INPUT MATERIAL>
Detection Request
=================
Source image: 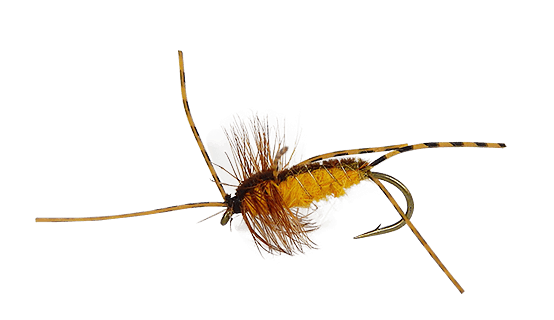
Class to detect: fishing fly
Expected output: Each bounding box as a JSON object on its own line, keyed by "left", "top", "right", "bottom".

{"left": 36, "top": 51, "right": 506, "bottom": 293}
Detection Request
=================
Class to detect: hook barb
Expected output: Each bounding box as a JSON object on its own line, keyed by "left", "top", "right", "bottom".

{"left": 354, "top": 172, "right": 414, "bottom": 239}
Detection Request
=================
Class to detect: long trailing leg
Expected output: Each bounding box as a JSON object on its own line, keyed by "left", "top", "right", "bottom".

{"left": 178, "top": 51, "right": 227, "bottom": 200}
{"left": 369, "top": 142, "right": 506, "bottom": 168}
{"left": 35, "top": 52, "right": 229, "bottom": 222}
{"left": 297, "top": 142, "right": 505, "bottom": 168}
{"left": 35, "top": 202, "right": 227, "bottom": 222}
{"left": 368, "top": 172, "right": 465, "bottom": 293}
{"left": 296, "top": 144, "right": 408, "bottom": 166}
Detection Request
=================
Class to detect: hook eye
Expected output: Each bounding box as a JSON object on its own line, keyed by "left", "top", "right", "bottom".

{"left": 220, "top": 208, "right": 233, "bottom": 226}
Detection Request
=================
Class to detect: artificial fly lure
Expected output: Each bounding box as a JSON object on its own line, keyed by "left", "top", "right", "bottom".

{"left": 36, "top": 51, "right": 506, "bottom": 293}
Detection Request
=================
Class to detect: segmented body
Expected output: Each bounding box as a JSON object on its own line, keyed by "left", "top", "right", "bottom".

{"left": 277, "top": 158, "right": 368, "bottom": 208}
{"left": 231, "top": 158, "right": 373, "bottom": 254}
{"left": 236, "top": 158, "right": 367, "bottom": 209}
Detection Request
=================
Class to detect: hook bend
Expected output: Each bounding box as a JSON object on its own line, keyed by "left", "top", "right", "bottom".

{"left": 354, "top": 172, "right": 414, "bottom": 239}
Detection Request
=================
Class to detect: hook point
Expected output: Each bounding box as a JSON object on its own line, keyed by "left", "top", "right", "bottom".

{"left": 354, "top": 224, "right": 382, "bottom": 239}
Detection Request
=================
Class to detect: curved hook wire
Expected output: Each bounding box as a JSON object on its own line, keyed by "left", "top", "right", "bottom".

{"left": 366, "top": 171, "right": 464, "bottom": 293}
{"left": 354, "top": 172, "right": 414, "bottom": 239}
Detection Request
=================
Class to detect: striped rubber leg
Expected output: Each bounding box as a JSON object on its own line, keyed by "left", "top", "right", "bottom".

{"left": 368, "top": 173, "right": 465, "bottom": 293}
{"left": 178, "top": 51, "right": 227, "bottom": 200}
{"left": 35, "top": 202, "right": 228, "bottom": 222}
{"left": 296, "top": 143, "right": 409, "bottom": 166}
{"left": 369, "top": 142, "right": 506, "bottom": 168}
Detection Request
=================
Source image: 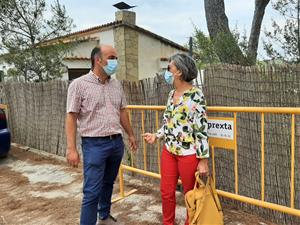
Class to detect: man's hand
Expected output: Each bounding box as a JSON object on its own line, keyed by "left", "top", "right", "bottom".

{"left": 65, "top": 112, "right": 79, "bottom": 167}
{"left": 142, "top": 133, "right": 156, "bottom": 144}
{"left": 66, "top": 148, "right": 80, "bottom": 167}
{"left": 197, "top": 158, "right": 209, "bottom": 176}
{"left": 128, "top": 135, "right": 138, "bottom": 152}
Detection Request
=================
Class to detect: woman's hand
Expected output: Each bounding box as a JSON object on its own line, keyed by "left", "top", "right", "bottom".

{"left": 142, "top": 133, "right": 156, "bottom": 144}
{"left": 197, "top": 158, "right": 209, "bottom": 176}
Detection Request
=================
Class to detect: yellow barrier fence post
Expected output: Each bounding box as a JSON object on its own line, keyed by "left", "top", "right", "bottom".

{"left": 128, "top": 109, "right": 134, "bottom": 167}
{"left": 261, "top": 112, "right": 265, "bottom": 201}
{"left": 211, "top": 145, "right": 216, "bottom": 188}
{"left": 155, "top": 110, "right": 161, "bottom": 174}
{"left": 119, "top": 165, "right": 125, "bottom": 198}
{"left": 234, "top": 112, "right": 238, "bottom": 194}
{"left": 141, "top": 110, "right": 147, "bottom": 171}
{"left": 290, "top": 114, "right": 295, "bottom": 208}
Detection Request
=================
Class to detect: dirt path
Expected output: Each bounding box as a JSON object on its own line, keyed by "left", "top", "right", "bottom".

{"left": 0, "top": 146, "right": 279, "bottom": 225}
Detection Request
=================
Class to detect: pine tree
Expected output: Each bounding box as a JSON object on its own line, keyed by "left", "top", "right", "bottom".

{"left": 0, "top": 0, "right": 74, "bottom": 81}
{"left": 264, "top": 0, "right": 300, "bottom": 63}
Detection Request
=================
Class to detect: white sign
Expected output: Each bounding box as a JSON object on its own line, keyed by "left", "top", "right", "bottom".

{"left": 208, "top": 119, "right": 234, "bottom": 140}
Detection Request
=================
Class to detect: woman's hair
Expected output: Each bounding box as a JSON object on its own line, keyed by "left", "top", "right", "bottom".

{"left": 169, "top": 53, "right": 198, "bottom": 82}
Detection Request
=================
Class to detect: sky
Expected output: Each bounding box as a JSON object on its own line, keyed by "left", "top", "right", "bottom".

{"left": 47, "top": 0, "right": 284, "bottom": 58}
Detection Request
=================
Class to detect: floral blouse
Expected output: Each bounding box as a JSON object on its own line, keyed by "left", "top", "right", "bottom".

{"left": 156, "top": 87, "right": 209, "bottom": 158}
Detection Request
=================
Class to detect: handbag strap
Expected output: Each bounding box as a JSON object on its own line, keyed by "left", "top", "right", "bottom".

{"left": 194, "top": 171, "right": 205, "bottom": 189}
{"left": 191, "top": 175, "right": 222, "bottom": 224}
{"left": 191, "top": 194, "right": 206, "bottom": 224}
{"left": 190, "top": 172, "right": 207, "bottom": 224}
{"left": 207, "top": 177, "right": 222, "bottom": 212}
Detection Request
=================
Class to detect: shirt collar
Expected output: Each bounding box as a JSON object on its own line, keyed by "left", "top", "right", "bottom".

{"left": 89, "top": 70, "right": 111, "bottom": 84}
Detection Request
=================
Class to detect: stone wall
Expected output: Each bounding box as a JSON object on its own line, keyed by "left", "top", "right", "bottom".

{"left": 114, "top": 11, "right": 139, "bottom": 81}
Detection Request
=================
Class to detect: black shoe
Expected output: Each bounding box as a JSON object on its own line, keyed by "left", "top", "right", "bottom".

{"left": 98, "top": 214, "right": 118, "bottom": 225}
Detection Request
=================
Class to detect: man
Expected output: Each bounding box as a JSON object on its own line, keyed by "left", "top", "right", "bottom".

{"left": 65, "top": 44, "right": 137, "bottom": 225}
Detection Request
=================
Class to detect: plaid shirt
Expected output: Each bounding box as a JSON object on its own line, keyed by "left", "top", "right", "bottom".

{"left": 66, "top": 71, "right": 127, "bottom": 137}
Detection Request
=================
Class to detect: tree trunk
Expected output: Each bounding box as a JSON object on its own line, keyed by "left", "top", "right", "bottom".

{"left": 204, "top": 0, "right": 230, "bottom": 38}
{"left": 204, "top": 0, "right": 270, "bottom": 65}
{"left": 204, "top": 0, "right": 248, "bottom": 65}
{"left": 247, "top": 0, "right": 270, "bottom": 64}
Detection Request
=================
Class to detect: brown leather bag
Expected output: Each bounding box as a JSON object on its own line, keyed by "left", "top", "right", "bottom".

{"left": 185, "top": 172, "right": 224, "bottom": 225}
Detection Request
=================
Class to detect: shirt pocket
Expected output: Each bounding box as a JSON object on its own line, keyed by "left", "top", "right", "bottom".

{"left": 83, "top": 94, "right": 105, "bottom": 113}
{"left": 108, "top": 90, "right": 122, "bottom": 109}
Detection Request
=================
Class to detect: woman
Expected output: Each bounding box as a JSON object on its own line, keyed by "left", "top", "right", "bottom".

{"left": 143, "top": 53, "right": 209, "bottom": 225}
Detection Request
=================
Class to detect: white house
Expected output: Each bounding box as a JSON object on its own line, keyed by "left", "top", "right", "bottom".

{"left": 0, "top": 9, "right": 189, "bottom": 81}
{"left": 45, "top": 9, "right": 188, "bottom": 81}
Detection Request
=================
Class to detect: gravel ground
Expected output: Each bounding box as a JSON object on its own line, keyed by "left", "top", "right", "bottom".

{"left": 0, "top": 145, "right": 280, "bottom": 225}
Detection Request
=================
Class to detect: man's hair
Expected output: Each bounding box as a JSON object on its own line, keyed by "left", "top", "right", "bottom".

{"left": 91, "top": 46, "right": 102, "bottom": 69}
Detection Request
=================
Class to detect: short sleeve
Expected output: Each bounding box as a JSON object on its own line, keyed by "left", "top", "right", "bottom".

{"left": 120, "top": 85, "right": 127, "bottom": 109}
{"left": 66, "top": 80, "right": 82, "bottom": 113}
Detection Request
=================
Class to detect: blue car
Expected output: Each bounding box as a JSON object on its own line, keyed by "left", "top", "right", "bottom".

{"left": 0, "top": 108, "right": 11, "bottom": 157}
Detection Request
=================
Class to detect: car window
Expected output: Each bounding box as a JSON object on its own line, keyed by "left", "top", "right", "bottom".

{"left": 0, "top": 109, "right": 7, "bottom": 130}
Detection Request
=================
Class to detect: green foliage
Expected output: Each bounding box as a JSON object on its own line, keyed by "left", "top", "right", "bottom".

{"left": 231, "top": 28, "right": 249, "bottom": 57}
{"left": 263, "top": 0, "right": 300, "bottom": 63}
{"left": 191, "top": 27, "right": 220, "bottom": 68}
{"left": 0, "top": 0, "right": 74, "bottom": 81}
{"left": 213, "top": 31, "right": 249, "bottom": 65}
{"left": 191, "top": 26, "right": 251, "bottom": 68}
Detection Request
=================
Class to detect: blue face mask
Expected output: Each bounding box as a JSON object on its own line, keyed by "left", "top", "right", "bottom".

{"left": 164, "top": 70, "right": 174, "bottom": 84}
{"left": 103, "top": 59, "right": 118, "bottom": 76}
--
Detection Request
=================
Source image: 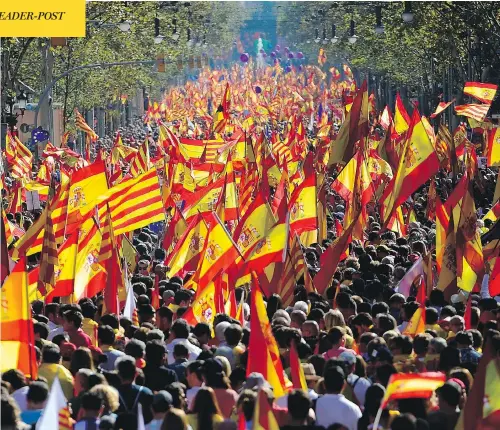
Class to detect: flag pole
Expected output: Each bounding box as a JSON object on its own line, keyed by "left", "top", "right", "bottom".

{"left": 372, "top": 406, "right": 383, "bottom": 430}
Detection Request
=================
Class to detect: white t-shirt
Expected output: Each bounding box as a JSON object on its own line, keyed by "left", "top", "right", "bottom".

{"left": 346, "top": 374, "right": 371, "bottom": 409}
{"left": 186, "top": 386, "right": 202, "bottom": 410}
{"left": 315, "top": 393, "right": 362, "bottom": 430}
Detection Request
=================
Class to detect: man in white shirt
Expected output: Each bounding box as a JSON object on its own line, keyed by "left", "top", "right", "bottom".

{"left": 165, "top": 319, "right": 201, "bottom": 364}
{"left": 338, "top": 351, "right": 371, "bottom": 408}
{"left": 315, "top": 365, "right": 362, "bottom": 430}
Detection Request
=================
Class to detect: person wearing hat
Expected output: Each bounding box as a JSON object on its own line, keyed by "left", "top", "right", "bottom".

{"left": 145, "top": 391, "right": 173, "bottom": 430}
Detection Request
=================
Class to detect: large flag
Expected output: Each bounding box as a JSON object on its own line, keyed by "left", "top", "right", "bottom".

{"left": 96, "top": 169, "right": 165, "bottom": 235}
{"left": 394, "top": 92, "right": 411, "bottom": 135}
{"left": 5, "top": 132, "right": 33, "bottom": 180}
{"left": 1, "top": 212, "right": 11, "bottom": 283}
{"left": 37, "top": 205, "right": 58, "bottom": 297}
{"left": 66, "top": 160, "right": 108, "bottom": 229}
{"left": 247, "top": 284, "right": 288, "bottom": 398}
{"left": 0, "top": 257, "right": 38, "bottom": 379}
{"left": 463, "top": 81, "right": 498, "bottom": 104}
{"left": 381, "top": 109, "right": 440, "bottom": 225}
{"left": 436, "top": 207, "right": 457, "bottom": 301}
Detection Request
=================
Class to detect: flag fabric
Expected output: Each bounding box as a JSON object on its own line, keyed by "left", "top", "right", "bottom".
...
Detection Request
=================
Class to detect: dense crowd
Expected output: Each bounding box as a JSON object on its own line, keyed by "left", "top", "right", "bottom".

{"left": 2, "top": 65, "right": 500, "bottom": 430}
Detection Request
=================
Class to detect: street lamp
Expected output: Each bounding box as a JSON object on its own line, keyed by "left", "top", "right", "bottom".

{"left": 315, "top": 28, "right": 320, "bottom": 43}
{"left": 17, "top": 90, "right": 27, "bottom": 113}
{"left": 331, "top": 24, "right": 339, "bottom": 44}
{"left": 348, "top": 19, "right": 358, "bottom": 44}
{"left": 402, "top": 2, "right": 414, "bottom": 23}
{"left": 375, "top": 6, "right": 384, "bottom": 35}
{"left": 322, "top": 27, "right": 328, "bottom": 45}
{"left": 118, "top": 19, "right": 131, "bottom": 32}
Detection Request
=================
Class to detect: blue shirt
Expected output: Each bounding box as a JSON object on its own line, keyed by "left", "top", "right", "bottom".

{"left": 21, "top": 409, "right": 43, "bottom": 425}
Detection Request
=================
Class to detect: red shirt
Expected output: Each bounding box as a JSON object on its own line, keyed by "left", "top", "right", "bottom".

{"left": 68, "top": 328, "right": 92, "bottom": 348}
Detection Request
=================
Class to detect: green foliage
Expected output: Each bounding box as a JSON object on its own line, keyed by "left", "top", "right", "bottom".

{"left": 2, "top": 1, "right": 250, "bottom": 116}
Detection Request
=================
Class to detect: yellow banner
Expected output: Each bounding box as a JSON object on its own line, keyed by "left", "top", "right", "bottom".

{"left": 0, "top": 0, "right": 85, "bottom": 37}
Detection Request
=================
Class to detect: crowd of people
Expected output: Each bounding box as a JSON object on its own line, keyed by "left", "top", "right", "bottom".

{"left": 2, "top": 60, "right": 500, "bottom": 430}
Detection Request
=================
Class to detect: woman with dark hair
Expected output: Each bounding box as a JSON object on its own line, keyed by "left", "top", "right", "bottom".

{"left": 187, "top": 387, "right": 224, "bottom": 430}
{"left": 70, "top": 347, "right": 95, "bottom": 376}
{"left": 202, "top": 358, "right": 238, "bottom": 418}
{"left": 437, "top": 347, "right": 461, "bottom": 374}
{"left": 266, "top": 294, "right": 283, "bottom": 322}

EXERCISE GOAL>
Take exactly the lines from the one containing "Class to detect: segmented body" through the one containing "Class to detect: striped rubber leg" in the data above, and output them with nothing added.

RESULT BELOW>
Class to detect: segmented body
Expected output: Each bounding box as a JSON object on its own line, keyed by "left", "top", "right", "bottom".

{"left": 277, "top": 158, "right": 368, "bottom": 208}
{"left": 231, "top": 158, "right": 373, "bottom": 254}
{"left": 236, "top": 158, "right": 367, "bottom": 209}
Detection Request
=================
Class to detect: hook bend
Expected output: Each bounding box as a JSON object on its own line, keyed by "left", "top", "right", "bottom".

{"left": 354, "top": 172, "right": 414, "bottom": 239}
Detection Request
=================
Class to detect: hook point
Expected output: Each bounding box as a JSON object on its own line, keyed by "left", "top", "right", "bottom".

{"left": 354, "top": 224, "right": 382, "bottom": 239}
Detection Request
=================
Class to detect: curved hook wire
Expected output: Each bounding box as a JSON object on its own line, keyed by "left", "top", "right", "bottom".

{"left": 366, "top": 171, "right": 464, "bottom": 293}
{"left": 354, "top": 172, "right": 414, "bottom": 239}
Detection Request
=================
Class to detect: striped rubber leg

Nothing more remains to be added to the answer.